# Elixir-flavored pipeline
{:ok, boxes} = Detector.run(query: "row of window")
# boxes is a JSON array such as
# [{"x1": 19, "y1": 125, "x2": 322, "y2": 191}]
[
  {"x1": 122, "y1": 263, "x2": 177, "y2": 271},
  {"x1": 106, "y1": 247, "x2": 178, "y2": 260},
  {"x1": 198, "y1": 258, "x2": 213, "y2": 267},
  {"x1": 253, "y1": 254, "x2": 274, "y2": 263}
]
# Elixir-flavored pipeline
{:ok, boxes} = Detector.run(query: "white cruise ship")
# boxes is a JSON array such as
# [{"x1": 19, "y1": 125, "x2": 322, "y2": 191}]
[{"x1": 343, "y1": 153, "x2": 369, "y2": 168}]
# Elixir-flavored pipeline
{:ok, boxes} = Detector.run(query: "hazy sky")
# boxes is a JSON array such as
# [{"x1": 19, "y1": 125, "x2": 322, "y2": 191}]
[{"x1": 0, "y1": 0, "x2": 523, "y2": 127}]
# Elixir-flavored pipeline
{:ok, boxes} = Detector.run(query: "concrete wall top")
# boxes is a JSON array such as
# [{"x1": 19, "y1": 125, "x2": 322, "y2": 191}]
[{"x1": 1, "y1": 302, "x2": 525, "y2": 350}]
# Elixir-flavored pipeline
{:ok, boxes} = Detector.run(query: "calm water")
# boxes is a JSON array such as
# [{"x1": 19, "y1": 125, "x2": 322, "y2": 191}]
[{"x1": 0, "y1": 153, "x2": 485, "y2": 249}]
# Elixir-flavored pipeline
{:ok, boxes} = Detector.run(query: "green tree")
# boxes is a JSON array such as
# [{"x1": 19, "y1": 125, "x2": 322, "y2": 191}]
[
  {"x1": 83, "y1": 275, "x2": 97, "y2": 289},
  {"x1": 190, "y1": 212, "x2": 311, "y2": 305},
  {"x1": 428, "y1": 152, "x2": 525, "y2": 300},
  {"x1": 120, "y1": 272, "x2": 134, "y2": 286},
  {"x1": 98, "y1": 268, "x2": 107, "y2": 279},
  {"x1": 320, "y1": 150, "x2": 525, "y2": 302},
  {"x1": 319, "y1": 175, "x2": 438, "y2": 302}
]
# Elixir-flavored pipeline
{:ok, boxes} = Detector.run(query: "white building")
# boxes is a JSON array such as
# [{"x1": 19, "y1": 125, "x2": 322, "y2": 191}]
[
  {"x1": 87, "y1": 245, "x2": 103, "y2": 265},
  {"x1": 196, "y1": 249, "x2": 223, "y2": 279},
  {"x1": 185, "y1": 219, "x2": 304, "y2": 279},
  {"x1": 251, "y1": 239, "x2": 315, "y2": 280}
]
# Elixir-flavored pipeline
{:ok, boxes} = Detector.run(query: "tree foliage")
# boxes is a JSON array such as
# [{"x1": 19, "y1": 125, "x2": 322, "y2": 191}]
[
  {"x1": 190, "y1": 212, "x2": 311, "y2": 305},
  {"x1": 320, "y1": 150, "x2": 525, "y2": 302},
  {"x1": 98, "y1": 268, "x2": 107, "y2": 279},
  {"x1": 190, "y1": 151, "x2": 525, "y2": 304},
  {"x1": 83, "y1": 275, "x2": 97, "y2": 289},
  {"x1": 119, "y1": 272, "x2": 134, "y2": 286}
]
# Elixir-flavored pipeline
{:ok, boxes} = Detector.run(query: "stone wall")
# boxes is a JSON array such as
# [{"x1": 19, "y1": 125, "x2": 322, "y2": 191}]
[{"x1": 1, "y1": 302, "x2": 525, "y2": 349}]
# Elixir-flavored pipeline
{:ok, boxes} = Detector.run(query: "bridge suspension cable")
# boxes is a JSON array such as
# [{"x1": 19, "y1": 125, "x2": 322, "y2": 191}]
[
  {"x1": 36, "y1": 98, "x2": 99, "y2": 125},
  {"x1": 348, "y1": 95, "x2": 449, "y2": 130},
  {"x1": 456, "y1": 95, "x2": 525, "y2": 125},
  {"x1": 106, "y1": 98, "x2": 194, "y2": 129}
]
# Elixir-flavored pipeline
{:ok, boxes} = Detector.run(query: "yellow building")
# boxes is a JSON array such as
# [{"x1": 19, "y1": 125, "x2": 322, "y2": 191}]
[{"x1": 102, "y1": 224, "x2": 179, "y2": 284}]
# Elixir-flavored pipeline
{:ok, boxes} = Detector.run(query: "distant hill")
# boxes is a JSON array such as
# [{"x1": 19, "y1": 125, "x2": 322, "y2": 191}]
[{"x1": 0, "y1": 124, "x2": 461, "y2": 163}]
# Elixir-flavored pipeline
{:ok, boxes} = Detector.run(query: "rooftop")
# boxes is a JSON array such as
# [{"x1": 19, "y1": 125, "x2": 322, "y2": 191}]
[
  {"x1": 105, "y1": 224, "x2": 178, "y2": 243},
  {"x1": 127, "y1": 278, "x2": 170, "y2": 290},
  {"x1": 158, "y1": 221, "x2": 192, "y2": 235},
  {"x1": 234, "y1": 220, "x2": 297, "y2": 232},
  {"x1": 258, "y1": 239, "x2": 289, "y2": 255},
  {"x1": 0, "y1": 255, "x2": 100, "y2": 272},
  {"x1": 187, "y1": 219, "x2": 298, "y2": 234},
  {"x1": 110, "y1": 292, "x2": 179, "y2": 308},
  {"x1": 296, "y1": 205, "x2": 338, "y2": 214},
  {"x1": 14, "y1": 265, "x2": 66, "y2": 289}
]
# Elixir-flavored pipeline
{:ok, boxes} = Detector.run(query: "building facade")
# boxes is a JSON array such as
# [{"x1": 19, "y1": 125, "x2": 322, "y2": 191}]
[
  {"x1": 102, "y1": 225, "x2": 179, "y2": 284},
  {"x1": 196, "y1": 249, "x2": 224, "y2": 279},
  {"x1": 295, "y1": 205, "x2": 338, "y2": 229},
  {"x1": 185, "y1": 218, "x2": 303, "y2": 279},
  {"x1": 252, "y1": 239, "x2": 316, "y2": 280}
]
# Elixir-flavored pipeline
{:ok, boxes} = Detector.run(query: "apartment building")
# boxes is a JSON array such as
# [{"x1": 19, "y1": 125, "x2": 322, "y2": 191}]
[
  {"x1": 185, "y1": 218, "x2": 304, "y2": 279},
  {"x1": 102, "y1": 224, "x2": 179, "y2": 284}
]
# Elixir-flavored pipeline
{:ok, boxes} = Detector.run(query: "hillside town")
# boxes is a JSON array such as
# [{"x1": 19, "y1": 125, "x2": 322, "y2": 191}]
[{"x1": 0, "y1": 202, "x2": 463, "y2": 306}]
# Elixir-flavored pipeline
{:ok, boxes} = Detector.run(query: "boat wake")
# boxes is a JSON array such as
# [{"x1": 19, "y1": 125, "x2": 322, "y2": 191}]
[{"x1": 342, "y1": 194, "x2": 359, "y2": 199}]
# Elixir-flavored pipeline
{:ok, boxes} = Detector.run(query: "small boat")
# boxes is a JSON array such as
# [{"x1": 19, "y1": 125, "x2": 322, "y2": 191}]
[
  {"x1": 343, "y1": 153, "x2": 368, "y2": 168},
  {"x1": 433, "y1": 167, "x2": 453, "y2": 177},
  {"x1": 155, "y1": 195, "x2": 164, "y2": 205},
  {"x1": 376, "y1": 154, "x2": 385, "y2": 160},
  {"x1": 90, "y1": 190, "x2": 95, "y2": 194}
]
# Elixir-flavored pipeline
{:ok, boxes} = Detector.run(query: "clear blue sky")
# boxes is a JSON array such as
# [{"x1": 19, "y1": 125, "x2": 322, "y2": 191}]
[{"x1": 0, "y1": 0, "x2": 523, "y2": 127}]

========================================================================

- INSTRUCTIONS TO FOLLOW -
Going through the listing above line by line, tally those containing "white" and state only the total.

- WRITTEN RESPONSE -
2